> Document text:
┌──
Now the same architecture is being assembled for AI: a scientific panel to establish the facts, a global dialogue to discuss them, a Secretary-General to supply the moral soundtrack. If this machinery achieved so little on climate, where the science is settled, the harms are visible and the technologies of response are mature, why would anyone expect it to work on AI, where the incumbents are richer, the timelines shorter and the race dynamics fiercer? Reports and speeches are the tribute that power pays to conscience; they are not a theory of change.
The three Spider-Men problem
You will know the meme: three identical Spider-Men, each pointing at the other. That is AI (and climate) governance in a single image. Government points at business: you built this, you understand it, exercise restraint. Business points at government: we would welcome rules, please regulate us (said, without fail, while lobbying furiously against any regulation with teeth). Civil society points at both, correctly, and is rewarded with a consultation window and a seat at a “multi-stakeholder dialogue” while the actual decisions are made elsewhere.
Look closer at the meme and the problem sharpens. Business has the ability to act but not the inclination: no company in a competitive race voluntarily forfeits its position, and expecting otherwise is not analysis but prayer. Civil society has the inclination but not the ability: it can name the problem with great precision and possesses almost no levers to fix it. Government, in principle, has both, which is why everyone keeps pointing at it.
The buck stops where nobody is standing
Ultimately the buck does stop with government. Only governments can pass laws, levy taxes, break up concentrations of power and claim a democratic mandate for doing so. Every road in the UN report leads there too: its central finding, stripped of the diplomatic upholstery, is that nobody else can or will do the job.
But here is the hard part: there is no government on Earth with the inclination to do what is necessary to deliver a fair outcome on AI. Not one. The United States will not constrain its national champions in a race with China; China will not constrain its own; middle powers are scrambling for “sovereign AI” rather than sovereign citizens; and any government that moved first would be told, instantly and loudly, that it was surrendering the future. This is climate’s first-mover problem running again at ten times the speed. Waiting for the incumbent political class to resolve it is not patience: it is denial.
Stop influencing power and start taking it
For decades, the theory of change on the polycrisis has been to influence power: publish the report, stage the summit, sign the open letter, brief the minister. The returns on that strategy are now in, and they are dismal. The conclusion is uncomfortable for people whose careers have been built on the influencing side of the ledger: we need to stop seeking to influencepower and start seeking to take it.
That means a new political class: people who do not currently think of themselves as politicians standing for office and winning it, with a horizon of taking control of government within the next decade. And it means using that control not for incremental gestures but to flood the zone with policies that are pro-people and pro-planet across the whole polycrisis: AI, cost of living, climate, nature, all of it, at once, at speed.
AI populism is coming either way. The genuine version, the one that defends ordinary people through the AI transition rather than performing concern while serving capital, will not be delivered by a UN panel, a scientific consensus or a beautifully drafted speech in Geneva. It will be delivered by people who win power and use it. The IPCC has spent thirty-five years proving that being right is not enough. We should believe it, and act accordingly.
└──
Repeat the stretch of the AI governance piece from "That means a" through "once, at speed.", word for word. The data that comes next has no connection to the AI governance piece.

> Material shown:
┌──
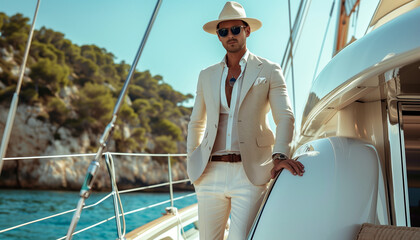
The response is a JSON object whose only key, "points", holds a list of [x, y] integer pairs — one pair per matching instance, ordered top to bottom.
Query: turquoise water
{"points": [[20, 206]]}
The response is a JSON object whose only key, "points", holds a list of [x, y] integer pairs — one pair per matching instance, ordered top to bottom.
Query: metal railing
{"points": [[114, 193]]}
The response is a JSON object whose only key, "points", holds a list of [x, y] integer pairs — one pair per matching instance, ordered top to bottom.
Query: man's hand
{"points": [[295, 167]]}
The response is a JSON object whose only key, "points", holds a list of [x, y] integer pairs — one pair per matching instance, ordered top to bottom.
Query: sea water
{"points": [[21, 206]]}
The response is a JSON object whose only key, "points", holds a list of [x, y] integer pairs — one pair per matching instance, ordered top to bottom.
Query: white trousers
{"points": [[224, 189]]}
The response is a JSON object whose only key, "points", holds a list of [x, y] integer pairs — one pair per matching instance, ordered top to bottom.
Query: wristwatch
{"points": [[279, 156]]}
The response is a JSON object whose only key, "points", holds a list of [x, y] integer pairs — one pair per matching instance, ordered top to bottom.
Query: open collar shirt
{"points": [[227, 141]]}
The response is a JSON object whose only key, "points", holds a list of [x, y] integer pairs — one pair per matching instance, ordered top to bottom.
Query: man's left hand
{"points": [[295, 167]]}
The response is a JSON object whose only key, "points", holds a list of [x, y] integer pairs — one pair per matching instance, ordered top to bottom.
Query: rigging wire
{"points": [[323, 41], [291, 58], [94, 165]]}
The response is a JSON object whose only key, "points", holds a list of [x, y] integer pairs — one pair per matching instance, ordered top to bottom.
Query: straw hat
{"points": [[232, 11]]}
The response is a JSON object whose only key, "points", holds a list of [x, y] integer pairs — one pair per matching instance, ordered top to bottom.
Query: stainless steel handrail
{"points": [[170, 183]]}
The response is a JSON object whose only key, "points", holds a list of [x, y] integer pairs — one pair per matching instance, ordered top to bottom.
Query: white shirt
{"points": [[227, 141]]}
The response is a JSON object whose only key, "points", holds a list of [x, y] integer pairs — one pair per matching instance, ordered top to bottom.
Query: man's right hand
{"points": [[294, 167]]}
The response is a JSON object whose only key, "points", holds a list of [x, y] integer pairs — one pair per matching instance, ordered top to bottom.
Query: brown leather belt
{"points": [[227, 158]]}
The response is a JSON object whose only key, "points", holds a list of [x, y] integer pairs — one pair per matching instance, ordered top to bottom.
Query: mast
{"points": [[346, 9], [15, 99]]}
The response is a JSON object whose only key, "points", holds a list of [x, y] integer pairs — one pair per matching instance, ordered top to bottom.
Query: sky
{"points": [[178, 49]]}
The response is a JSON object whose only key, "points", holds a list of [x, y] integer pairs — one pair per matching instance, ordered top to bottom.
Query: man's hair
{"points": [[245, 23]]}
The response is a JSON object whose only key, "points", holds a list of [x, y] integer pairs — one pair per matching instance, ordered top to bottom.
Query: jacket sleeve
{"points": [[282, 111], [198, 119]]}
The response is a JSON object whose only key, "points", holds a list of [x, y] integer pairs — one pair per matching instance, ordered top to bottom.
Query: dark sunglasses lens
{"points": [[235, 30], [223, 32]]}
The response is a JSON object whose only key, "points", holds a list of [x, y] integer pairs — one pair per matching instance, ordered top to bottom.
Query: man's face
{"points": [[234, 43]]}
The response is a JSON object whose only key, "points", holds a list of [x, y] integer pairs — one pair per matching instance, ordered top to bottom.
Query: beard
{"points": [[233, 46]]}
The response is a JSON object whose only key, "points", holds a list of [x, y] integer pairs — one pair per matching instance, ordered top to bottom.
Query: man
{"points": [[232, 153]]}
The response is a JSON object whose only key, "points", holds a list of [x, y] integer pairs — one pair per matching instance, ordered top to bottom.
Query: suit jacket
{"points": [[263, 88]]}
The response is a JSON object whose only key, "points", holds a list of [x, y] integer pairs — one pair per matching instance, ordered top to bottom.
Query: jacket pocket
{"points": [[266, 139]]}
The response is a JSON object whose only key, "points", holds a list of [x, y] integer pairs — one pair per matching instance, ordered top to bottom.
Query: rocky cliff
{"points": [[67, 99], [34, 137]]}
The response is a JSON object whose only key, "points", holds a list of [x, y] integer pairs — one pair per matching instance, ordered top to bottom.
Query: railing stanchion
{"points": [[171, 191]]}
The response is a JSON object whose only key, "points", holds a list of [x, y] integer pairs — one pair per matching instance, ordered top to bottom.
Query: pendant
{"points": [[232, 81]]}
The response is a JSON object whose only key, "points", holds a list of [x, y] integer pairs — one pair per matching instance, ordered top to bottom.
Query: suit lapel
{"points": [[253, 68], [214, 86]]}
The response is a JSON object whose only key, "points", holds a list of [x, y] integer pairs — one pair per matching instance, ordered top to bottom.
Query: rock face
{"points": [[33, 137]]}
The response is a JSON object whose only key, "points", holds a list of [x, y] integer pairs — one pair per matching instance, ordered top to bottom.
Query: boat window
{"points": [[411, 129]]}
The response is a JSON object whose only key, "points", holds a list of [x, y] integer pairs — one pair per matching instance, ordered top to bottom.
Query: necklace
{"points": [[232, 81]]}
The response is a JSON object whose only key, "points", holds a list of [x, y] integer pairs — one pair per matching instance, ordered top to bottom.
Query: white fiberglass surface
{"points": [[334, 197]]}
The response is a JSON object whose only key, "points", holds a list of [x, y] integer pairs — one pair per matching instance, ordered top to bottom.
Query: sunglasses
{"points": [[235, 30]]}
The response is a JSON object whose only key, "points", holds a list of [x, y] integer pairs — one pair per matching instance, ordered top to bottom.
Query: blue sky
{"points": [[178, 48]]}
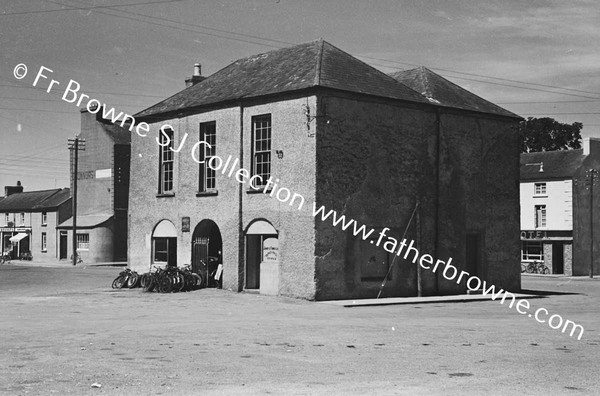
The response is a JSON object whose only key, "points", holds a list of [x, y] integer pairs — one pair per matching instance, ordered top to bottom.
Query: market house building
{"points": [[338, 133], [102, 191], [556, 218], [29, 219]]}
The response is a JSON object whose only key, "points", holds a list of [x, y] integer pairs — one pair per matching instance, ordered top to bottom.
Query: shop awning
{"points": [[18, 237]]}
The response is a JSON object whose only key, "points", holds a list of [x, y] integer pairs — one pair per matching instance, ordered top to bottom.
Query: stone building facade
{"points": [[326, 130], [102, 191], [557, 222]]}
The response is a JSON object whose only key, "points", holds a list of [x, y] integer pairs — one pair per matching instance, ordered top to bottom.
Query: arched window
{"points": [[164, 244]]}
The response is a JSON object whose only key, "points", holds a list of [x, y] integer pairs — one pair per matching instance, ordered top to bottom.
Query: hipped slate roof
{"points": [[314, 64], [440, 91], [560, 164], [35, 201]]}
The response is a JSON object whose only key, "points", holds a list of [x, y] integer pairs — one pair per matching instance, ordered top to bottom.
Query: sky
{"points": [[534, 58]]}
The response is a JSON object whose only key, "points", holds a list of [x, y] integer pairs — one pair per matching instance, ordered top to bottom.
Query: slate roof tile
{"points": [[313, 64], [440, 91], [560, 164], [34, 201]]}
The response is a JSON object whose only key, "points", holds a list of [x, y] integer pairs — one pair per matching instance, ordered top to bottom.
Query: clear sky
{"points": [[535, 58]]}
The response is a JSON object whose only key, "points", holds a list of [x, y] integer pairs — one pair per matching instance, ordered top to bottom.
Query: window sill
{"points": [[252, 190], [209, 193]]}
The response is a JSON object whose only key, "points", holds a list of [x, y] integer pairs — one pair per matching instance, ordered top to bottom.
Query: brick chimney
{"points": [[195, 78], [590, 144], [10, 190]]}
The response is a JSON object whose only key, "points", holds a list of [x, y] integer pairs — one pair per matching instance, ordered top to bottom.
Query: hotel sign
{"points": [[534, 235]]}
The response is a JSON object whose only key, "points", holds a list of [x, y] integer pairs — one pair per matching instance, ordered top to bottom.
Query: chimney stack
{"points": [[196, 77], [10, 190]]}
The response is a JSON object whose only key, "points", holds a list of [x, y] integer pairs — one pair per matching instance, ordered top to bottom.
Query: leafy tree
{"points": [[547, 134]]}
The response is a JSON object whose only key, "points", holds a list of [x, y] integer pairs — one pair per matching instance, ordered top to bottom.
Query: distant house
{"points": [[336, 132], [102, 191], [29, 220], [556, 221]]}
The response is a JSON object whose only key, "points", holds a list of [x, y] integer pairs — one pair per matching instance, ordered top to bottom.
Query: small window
└──
> Correct output:
That means a new political class: people who do not currently think of themselves as politicians standing for office and winning it, with a horizon of taking control of government within the next decade. And it means using that control not for incremental gestures but to flood the zone with policies that are pro-people and pro-planet across the whole polycrisis: AI, cost of living, climate, nature, all of it, at once, at speed.